- Task to complete
Give the line containing "Each instance of the wooden slat" again, exactly, along with all later lines of the entries, through the last one.

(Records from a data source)
▼

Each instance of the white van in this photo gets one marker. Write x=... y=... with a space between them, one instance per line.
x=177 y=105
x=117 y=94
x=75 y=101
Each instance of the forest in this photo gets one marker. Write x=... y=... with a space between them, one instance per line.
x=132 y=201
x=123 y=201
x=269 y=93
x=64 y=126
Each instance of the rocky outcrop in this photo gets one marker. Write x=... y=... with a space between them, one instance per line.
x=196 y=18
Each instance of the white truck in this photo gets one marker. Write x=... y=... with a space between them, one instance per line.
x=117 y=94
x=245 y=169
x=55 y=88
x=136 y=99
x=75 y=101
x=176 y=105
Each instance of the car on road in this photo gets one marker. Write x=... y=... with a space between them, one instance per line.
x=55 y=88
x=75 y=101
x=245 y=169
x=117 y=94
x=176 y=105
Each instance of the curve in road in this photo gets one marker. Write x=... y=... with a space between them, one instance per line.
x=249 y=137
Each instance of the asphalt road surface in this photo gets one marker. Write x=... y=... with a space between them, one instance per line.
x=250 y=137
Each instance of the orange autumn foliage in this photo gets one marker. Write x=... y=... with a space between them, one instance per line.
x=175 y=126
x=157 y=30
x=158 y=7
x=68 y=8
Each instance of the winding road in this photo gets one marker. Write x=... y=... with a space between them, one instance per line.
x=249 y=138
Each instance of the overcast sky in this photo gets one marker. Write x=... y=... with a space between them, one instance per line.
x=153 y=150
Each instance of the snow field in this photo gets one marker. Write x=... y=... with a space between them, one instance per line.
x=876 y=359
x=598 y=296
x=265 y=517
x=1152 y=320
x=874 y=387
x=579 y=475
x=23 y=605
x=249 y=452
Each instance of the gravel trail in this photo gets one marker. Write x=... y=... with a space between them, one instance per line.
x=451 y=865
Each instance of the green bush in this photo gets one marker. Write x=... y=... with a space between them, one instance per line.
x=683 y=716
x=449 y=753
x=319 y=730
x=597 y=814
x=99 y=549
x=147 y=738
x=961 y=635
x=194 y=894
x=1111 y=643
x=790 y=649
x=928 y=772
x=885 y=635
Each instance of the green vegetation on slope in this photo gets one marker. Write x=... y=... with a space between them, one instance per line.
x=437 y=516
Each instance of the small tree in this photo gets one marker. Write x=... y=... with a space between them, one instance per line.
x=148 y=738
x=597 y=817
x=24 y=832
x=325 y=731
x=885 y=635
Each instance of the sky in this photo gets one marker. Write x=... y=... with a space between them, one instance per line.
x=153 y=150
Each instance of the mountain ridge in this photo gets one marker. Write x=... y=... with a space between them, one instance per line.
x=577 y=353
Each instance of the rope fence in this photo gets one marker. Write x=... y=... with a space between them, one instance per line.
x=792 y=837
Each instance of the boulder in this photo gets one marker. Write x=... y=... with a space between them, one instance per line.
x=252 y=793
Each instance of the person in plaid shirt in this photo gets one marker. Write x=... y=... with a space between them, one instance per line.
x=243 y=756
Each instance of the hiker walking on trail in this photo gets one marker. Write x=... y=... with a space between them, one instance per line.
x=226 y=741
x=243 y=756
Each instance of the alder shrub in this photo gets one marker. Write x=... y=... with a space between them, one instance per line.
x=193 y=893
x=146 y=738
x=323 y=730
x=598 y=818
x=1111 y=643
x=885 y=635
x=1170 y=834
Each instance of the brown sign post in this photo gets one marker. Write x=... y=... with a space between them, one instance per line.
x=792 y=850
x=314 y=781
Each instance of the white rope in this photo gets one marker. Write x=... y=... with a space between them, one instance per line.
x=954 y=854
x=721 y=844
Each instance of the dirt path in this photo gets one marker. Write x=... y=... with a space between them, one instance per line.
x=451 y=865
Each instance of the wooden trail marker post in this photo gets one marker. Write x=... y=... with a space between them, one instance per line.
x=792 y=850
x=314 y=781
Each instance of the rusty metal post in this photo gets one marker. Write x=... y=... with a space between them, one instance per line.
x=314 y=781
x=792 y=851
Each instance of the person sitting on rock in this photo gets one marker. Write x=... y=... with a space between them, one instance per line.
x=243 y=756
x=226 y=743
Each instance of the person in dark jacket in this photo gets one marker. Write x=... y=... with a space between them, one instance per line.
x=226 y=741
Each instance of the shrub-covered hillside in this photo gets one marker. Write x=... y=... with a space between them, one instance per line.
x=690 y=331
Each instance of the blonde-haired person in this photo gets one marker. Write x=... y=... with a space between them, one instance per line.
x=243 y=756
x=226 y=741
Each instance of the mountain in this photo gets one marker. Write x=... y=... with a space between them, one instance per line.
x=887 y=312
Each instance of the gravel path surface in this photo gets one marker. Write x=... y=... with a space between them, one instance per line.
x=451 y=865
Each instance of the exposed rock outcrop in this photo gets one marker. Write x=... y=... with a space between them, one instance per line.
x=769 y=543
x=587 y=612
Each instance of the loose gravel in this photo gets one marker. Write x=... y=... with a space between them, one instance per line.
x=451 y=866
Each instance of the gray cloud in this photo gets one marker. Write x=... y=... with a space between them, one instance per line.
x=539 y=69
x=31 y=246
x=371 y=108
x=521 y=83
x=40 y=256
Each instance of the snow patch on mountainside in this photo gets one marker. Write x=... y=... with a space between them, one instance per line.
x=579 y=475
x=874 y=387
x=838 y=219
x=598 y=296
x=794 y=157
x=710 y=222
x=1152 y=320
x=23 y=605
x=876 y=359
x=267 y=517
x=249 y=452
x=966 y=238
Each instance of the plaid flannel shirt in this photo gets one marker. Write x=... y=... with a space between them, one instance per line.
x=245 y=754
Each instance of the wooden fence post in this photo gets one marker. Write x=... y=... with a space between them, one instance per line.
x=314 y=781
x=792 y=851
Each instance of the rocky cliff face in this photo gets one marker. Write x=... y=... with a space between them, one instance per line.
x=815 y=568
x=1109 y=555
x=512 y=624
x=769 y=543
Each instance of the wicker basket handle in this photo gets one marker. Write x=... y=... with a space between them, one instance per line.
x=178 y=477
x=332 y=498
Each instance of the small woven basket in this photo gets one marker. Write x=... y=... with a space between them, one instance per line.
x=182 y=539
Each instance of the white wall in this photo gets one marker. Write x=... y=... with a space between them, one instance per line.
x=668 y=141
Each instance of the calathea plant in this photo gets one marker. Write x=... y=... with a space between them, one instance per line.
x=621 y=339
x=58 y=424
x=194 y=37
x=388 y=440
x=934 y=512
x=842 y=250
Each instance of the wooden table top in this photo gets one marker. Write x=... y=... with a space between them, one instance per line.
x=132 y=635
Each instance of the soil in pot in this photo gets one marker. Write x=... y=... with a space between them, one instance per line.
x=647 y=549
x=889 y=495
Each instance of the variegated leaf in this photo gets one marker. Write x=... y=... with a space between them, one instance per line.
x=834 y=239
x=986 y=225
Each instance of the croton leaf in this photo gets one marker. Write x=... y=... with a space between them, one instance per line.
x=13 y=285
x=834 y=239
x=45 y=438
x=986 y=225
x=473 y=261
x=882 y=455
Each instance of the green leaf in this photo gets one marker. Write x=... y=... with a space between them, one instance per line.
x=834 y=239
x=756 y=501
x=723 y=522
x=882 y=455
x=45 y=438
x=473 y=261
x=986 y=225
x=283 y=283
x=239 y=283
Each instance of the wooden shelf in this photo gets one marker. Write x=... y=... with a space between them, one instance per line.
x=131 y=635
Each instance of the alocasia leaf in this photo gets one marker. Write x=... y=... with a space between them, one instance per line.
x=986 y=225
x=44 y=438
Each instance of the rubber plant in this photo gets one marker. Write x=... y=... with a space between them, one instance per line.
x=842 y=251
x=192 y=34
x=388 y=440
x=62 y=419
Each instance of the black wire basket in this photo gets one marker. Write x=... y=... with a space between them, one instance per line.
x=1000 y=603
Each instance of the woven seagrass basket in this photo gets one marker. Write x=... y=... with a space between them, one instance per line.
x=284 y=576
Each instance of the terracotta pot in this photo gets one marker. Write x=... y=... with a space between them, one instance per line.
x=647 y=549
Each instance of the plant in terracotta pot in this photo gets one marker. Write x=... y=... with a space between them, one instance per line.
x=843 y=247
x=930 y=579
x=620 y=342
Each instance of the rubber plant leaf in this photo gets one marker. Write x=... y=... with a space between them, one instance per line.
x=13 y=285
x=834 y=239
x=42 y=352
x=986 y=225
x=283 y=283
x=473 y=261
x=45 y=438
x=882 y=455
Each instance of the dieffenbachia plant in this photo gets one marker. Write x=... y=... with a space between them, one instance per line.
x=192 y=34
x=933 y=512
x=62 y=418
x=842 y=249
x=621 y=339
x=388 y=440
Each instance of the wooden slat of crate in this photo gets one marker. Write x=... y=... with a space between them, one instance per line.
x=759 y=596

▲

- Output
Each instance of the wooden slat of crate in this photo gets one marker. Write x=... y=... with a space between them, one instance per line.
x=759 y=596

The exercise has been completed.